WHAT THE EXERCISE ASKS: Each line of the data below from the one holding "Target: goose barred plumage" to the one holding "# test: locate returns one pin per instance", inclusive, is to be reproduced exactly; no other line belongs in the answer.

SOURCE RECORDS:
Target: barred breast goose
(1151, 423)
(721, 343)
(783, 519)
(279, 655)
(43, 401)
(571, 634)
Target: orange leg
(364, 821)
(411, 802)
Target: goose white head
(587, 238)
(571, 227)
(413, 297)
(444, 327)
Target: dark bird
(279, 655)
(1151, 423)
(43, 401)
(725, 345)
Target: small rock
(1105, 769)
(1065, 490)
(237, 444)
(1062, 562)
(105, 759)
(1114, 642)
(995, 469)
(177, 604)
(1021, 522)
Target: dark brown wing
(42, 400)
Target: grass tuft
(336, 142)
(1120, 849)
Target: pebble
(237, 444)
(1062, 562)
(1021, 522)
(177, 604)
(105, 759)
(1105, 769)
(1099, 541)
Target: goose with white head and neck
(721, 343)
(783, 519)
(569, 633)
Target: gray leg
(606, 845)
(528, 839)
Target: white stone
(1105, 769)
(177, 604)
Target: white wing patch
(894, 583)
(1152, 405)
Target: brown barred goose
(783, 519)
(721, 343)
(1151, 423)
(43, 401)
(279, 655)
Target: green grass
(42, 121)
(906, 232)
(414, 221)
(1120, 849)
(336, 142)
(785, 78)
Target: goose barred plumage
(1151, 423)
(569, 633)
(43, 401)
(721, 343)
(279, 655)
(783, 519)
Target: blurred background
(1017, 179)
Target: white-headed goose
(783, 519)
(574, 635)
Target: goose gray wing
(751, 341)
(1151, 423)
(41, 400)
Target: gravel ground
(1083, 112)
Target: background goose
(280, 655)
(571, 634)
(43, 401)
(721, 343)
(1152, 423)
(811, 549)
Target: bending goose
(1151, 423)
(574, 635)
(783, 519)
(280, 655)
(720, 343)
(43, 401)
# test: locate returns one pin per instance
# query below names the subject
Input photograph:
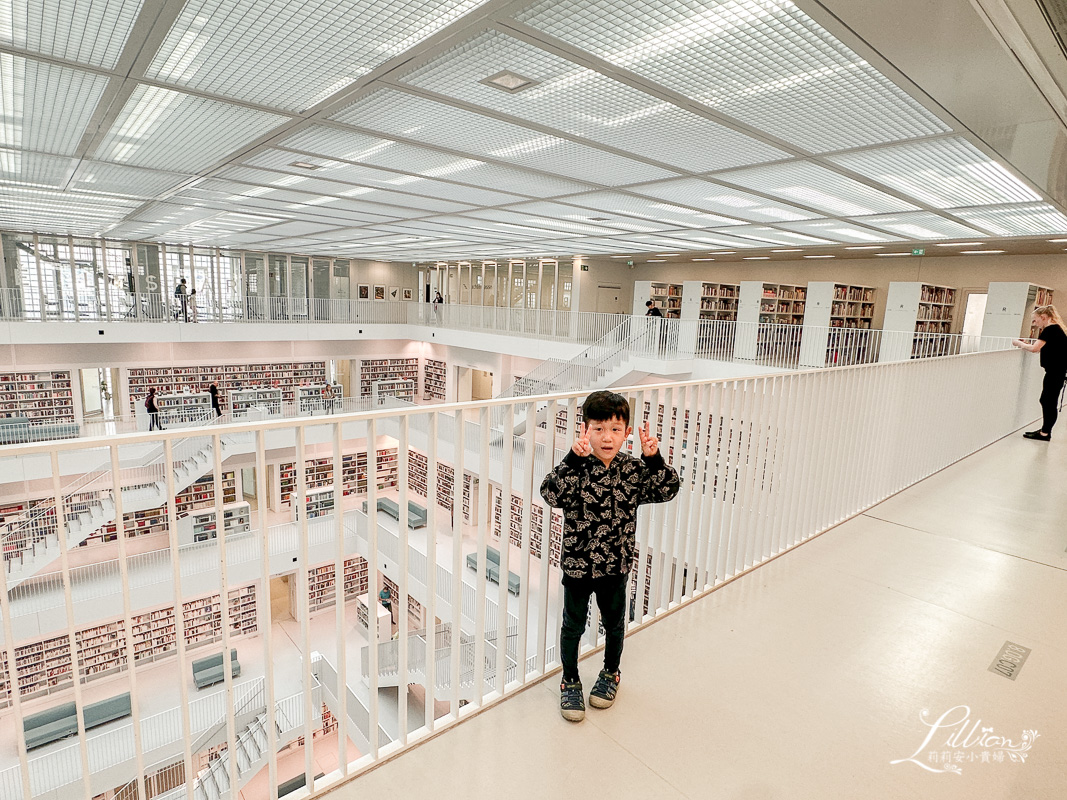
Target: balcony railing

TASK SOLUTION:
Target: goose barred plumage
(1151, 423)
(569, 633)
(43, 401)
(721, 343)
(279, 655)
(783, 519)
Target: blurred background
(1017, 179)
Target: white-headed goose
(783, 519)
(574, 635)
Target: goose gray wing
(751, 341)
(1151, 423)
(41, 400)
Target: gravel ground
(1083, 112)
Target: background goose
(280, 655)
(571, 634)
(43, 401)
(721, 343)
(1152, 423)
(811, 549)
Target: bending goose
(1151, 423)
(574, 635)
(783, 519)
(280, 655)
(720, 343)
(43, 401)
# test: locate returns one pin per instance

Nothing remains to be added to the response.